● **DATA FOR ANALYSIS**
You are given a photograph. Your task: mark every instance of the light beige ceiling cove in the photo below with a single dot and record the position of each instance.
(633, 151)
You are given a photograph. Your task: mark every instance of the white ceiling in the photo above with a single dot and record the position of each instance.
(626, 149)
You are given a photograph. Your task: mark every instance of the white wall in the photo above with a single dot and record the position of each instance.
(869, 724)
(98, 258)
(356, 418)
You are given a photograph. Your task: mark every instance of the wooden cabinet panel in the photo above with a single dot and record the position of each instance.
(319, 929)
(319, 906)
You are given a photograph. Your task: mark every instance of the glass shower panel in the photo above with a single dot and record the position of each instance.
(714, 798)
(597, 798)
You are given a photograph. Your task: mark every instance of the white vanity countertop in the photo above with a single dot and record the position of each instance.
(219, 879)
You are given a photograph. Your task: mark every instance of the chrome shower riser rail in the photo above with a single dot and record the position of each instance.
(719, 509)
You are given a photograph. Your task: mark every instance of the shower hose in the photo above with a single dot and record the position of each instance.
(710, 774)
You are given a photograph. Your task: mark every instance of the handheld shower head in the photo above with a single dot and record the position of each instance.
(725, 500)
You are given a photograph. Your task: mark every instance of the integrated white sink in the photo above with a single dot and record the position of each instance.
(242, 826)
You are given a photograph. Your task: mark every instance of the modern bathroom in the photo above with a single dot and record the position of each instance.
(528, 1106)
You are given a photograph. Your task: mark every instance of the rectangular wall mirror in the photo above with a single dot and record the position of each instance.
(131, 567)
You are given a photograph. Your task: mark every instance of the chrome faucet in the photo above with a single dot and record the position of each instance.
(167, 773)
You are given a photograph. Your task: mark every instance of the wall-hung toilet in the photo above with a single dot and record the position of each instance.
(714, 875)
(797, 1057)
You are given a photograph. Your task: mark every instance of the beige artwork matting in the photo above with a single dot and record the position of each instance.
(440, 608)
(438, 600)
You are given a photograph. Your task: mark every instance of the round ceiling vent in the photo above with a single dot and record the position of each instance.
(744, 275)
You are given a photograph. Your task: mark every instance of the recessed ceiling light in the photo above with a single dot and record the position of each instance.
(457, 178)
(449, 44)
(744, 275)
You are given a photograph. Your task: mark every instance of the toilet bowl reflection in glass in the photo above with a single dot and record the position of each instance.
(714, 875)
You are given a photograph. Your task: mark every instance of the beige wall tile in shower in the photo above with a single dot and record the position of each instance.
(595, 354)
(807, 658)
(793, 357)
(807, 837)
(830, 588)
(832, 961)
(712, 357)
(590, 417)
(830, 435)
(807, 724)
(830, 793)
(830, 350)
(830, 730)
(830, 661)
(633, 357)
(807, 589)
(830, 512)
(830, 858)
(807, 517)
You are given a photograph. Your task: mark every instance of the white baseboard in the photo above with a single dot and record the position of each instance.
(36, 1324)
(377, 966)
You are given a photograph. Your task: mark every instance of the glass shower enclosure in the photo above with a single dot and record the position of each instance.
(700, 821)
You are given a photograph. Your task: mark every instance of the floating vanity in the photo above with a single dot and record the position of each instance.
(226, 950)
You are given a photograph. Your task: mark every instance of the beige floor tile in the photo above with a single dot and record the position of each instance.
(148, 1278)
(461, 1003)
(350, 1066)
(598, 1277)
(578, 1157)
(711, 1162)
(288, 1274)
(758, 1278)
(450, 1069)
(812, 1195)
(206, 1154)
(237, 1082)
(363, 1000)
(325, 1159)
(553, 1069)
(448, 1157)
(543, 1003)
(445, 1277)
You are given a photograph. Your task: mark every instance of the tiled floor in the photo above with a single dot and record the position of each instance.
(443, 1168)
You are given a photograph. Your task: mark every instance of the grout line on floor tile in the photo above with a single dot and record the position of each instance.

● **TASK ITEM**
Repeat the whole listing, keeping every word exact.

● **SOLUTION TO THIS EXERCISE**
You are given a photograph. Your task: mark every instance of the light beige ceiling cove in the photo below with a single dot and record the position of each instance.
(633, 151)
You are given a photograph. Your task: mark every instance of the white ceiling in the photo above with a single dot and record the position of each instance.
(626, 149)
You are given a photograph. Your task: mark every instance of the white wall in the photo above with a single dot and record the position of each instance.
(869, 724)
(98, 258)
(356, 418)
You are given a photograph. Your task: mark every instance of the wooden cabinet panel in the photo above with a single dot and record the position of each instance.
(319, 929)
(319, 906)
You are given a photograph. Your task: mark every instance of the glass shower panel in the photo above with a single dot and record the position of each instance.
(714, 798)
(597, 798)
You are given a photograph. Your task: mark every instance of the white vanity countertop in the photo above with a single dot and record the position of each instance.
(219, 879)
You are given a photograph. Your task: mark every instance of the chrome shower riser rail in the photo above with a single dot and record the position of each instance.
(719, 509)
You are given a photograph. Your task: mark every instance of the shower hose in the photo above with a single dot and record the position of each instance.
(710, 774)
You are given a photograph. Your task: mark every instance of the handheld shower head in the photo above with a single dot and record the position of each instance.
(725, 500)
You are given a photograph. Your task: mark every instance of the integrated white sink in the photo above with a single dot and record the position of each instance.
(242, 826)
You are given a photograph. Your task: mark every instance of the modern bathroom in the photo above with a single dot and record the position of each instance.
(528, 1106)
You are given a photograph. Your task: mark every instance of the rectangular wall mirror in the photo above with a single dot and record the position of each instance.
(131, 567)
You are given a photograph. Your task: mark every instance of the chrome faucet in the photo above with a single dot and record the position of each instance.
(167, 773)
You are given a photograph. Your task: mark every instance of the wall-hung toilet in the photo above with a single dot and record the position of each instance.
(714, 875)
(797, 1057)
You are given a photograph. Your task: mark every instance of the beige artwork matting in the photo above with a single dot and record the position of each instance.
(440, 608)
(438, 600)
You are given a photograph. Your task: mark every instance of the round ceiling vent in the photo above with a single dot and record the position of each instance.
(744, 275)
You are given a photograph. Your task: mark every instance of the recessed ceiling light in the photo above with a single dot and record the position of each instance.
(457, 178)
(449, 44)
(744, 275)
You are given a photograph. Your task: mark every instance of the toilet bowl reflection in glass in the photo above with a single dot and record the position of each instance.
(714, 875)
You are given a photograph. Your task: mark every instance of the beige wall tile in shower in the photo above with a single dot and record the position of each instance.
(595, 354)
(807, 658)
(793, 357)
(807, 837)
(830, 588)
(832, 961)
(712, 357)
(590, 417)
(830, 435)
(807, 724)
(830, 793)
(830, 350)
(830, 730)
(830, 661)
(633, 357)
(807, 589)
(830, 512)
(830, 858)
(807, 517)
You are given a photograph. Your task: mark every instance of the white baseboard in the photo above with a single dot and record the position of each instance.
(36, 1324)
(377, 966)
You are given a photograph. Your task: mark every instance of the glass shower enclosure in the photo above with a single dot and record the position of each instance.
(700, 821)
You are given a photograph. Your task: mark every instance of the floating vanity in the photo above with a single dot and record the position of each instance.
(226, 950)
You are given a photograph. Your task: mark every instance of the beige floor tile in the photo above with a single dot and record the position of each instance.
(148, 1278)
(461, 1003)
(350, 1066)
(598, 1277)
(578, 1157)
(711, 1162)
(288, 1274)
(758, 1278)
(450, 1069)
(812, 1195)
(206, 1154)
(237, 1082)
(363, 1000)
(325, 1159)
(553, 1069)
(448, 1157)
(543, 1003)
(445, 1277)
You are given a photograph. Your task: mark every instance of the tiled floor in the photo above with a single dot and record the position of each instance.
(443, 1168)
You are given a photograph. Your task: mark every instance of the grout line on floor tile in the photo above with a single dot and record the position of each instance.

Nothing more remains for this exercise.